**Excerpts from a dataset on object pointing**
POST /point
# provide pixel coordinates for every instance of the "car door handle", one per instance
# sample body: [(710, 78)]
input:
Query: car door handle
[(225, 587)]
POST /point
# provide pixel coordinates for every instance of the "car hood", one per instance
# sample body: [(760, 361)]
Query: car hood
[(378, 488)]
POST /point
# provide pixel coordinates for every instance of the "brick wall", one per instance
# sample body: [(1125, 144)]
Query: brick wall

**Prompt**
Set down every one of the records above again, line for line, without altering a single character.

**Expected answer**
POST /point
# provide pixel coordinates for every instance of the "car door handle", one per instance
# sample body: [(710, 78)]
input:
Query: car door handle
[(225, 587)]
POST /point
# provide pixel coordinates for every instance of the "car hood", one per instance
# sample body: [(760, 361)]
Query: car hood
[(378, 488)]
POST /point
# provide pixel coordinates for every instance of the "brick wall", one per instance
# sample body: [(1125, 144)]
Query: brick wall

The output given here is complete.